- [Text excerpt]:
==================================================

Emergency services attend the aftermath of a bomb blast during Bloody Friday on July 21, 1972 in Belfast. (PA)
Emergency services attend the aftermath of a bomb blast during Bloody Friday on July 21, 1972 in Belfast. (PA)

Victims of a series of bombs that exploded across Belfast claiming nine lives in 1972 have been remembered by Boris Johnson during his final Prime Minister Questions.

Speaking on Wednesday – the 40th anniversary of bomb attacks in Regent’s Park and Hyde Park in London – and looking ahead of the 50th anniversary of Bloody Friday on Thursday, Mr Johnson described the actions of the Provisional IRA as “barbaric” and “shameful”, bringing “untold grief to countless families”.

“Our thoughts are with all those that lost loved ones during the Troubles,” he said.

Prime Minister’s Questions
Boris Johnson speaks during Prime Minister’s Questions (House of Commons/PA)

“We as a Government remain determined to build a better, shared future for all the people of Northern Ireland.”

More than 130 people were injured when the Provisional IRA exploded 22 bombs across the city in 80 minutes on July 21 1972

Two soldiers, Stephen Cooper, 19 and Philip Price, 27, and four Ulsterbus workers, Jackie Gibson, 45, Thomas Killops, 39, William Irvine, 18, and William Crothers, 15, were killed at Oxford Street bus station.

A mother of seven, Margaret O’Hare, 34, Brigid Murray, 65, and Stephen Parker, 14, died in a blast close to shops on the Cavehill Road.

The day has become known as Bloody Friday.

On July 20 1982, 11 military personnel died in two attacks which occurred within hours of each other in Regent’s Park and Hyde Park in London.

IRA bombings anniversary
The aftermath of a car bomb blast near Hyde Park barracks (PA)

The 50th anniversary of Bloody Friday is set to be marked with events on Thursday

Ulster Unionist leader Doug Beattie described the attacks as “typical of the cruel and barbaric nature of the Provisional IRA, deliberately targeting innocent civilians to instil fear in the population”.

He warned against attempts to “whitewash the crimes of the IRA and rewrite the history of the Troubles”.

“The modern-day Sinn Fein leadership cannot lecture anyone about truth and justice as long as they venerate the perpetrators of crimes such as Bloody Friday, Hyde Park and Regent’s Park, and attempt to justify their actions,” he said.

==================================================

- [Exercise instructions]: Please copy everything in the Belfast bombings article from "A mother of" down to "Park barracks (PA)", replacing "military personnel" with "soldiers".

==================================================

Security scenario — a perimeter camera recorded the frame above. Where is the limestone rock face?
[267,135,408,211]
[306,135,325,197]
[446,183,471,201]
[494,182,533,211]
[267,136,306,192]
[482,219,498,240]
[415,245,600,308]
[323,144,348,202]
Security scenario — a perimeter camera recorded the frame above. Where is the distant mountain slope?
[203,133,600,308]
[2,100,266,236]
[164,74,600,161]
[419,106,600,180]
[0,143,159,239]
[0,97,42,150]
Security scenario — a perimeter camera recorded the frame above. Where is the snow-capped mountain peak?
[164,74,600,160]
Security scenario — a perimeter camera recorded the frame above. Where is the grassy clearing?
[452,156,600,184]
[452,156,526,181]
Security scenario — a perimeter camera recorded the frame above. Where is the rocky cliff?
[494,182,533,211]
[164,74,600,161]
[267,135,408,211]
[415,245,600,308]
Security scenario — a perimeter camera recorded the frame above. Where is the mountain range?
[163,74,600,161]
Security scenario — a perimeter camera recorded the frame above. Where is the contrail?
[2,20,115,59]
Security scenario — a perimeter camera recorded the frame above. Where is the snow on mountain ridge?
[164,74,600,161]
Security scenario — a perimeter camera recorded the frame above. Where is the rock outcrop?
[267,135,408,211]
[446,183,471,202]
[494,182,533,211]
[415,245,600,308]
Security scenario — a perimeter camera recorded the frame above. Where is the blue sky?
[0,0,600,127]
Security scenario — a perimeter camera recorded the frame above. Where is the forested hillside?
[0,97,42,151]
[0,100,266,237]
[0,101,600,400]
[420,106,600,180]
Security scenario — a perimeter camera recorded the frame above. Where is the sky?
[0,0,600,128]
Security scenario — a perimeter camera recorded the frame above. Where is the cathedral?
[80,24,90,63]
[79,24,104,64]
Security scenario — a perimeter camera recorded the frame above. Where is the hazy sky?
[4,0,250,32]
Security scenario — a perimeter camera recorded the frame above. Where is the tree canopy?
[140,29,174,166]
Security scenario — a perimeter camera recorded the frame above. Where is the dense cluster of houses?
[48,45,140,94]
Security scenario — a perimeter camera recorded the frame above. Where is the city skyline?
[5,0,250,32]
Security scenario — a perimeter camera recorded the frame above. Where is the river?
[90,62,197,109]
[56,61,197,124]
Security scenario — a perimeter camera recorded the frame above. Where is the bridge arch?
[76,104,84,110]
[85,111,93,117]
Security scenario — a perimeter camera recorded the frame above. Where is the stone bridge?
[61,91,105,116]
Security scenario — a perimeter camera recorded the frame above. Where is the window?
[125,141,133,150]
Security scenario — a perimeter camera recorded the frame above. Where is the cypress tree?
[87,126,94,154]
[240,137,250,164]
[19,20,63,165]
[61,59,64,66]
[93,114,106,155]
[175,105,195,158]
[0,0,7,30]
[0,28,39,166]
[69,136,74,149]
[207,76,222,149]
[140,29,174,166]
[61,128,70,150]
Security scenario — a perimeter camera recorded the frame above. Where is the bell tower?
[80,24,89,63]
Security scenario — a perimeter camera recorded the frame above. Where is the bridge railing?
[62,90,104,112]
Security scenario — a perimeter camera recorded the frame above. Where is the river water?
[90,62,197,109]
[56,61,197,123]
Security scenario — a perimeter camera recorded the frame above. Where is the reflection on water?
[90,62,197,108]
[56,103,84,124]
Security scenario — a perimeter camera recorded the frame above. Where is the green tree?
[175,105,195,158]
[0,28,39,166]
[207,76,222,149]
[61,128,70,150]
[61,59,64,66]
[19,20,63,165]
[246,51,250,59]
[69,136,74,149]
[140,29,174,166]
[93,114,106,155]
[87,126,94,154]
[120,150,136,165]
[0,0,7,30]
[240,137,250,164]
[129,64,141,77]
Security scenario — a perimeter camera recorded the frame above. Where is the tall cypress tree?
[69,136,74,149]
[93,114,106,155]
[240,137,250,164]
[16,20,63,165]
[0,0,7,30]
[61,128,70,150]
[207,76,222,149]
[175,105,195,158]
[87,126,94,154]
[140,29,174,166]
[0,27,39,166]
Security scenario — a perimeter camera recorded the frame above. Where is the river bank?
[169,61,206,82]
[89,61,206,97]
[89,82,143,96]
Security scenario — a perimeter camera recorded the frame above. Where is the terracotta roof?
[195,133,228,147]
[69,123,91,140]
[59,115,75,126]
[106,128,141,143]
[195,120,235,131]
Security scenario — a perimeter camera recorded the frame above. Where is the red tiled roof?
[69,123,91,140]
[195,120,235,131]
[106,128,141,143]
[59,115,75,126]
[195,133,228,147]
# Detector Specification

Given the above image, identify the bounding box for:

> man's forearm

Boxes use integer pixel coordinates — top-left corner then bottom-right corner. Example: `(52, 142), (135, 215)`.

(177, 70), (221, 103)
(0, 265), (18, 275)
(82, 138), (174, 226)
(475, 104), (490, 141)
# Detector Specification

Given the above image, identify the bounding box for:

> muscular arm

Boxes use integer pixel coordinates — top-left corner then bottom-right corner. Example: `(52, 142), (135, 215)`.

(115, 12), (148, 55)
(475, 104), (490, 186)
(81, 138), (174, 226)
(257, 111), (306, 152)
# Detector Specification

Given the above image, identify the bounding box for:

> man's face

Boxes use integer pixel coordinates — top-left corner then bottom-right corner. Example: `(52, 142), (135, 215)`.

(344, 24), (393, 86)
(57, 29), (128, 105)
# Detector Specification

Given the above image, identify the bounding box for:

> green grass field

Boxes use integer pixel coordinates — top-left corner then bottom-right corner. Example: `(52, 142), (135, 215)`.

==================================================

- [Solution to the exercise]:
A mother of seven, Margaret O’Hare, 34, Brigid Murray, 65, and Stephen Parker, 14, died in a blast close to shops on the Cavehill Road.

The day has become known as Bloody Friday.

On July 20 1982, 11 soldiers died in two attacks which occurred within hours of each other in Regent’s Park and Hyde Park in London.

IRA bombings anniversary
The aftermath of a car bomb blast near Hyde Park barracks (PA)